The International Safety Management (ISM) Code sits alongside it and governs the safety system itself. Any yacht of 500 gross tonnes or more in commercial use must operate a documented Safety Management System (SMS), which requires that hazards, near-misses and non-conformities be reported, analysed and corrected. Where MLC 2006 protects the person raising the concern, the ISM Code compels the company to have a system that receives, records and acts on it. A crew member invoking either is exercising a legal right, not asking a favour.
Under MLC 2006, every yacht within scope must carry a written onboard complaint procedure and give each seafarer a copy. It sets out an escalating path: raise the matter first with the head of department or the officer directly responsible, then with the master, with defined points at which it moves ashore if unresolved. The crew member may be accompanied or represented at every stage, and the procedure must name the flag-state contact and the shore-based route in case the ship-level steps fail.
In practice the procedure is often a laminated page nobody reads until a crisis. Failures cluster in predictable places: crew are never actually handed the document at induction; the person to complain to is the person the complaint is about; concerns are raised verbally so no record exists; and on a small crew the fear of being labelled difficult overrides the paper right. The remedy is procedural discipline — issue the document at sign-on, log every concern in writing with a date, and treat the escalation ladder as a live tool rather than a compliance artefact filed and forgotten.
The ISM Code's safety culture rests on a single unglamorous discipline: reporting the incident that did not quite happen. A parted mooring line that injures no one, a tender that came alongside too fast, a fire door propped open — each is a near-miss the SMS is designed to capture, analyse for root cause, and close out with corrective action. A yacht generating no near-miss reports is not a safe yacht; it is a yacht where nobody is reporting.
The value lies in acting on the small signals. A functioning SMS treats a near-miss report as a gift, not an accusation, because it is the cheapest possible warning of the accident it forestalls.
When a concern is not resolved onboard, MLC 2006 and the ISM Code provide a defined ladder that reaches well beyond the yacht. Knowing the rungs — and that each is a legitimate right — is what turns a private grievance into an obligation the owner and manager must answer.
| Stage | Raise it with | What it triggers |
|---|---|---|
| Onboard, informal | Head of department / bosun | Immediate correction; logged as hazard or near-miss in the SMS |
| Onboard, formal | The master, in writing | Formal complaint recorded; investigation; documented response |
| Shore-side | The DPA (Designated Person Ashore) | Direct line to top management; SMS review; corrective action |
| Flag state | Yacht's flag administration | External oversight; may direct the company or inspect |
| Port State Control | PSC in the port of call | Inspection; deficiencies logged; detention if serious |
| Labour dispute | Flag state / competent authority | MLC 2006 complaint handled by the state, seafarer accompanied |
Each rung exists precisely so a concern need never dead-end onboard. A crew member may go ashore to the DPA or flag state directly where the situation warrants, and Port State Control in the next harbour can inspect on the strength of a credible complaint.

(Stored dataset items)
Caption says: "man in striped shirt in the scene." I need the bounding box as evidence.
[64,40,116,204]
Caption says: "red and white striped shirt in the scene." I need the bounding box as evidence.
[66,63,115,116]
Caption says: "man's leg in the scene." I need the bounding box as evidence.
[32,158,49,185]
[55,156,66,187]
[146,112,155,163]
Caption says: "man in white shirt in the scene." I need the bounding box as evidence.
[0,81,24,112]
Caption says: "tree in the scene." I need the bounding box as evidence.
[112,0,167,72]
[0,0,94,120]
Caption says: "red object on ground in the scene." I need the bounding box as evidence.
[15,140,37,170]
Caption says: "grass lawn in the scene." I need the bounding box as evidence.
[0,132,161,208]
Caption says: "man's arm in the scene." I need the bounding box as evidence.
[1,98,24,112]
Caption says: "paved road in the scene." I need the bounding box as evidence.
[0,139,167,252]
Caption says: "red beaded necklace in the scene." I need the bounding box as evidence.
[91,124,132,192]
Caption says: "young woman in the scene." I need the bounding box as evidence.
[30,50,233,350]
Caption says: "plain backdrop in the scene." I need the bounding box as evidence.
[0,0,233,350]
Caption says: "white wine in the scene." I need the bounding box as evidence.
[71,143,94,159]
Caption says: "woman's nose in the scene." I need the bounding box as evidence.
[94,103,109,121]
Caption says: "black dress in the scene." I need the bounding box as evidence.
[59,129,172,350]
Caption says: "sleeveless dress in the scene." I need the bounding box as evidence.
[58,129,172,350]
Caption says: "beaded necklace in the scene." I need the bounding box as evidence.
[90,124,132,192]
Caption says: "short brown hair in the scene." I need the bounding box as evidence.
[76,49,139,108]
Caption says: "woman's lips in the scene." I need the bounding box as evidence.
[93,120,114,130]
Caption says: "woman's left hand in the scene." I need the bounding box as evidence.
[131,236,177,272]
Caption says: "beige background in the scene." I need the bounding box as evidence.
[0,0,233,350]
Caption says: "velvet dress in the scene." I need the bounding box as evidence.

STATED GOAL:
Answer these questions from the text on yacht crew safety and complaints:
1. A yacht in commercial use must operate a documented Safety Management System at what size?
2. Under MLC 2006, with whom should a crew member raise a matter first?
3. According to the table, what does raising a concern with Port State Control trigger?

TASK SOLUTION:
1. At 500 gross tonnes or more.
2. The head of department or the officer directly responsible.
3. Inspection, logged deficiencies, and detention if the matter is serious.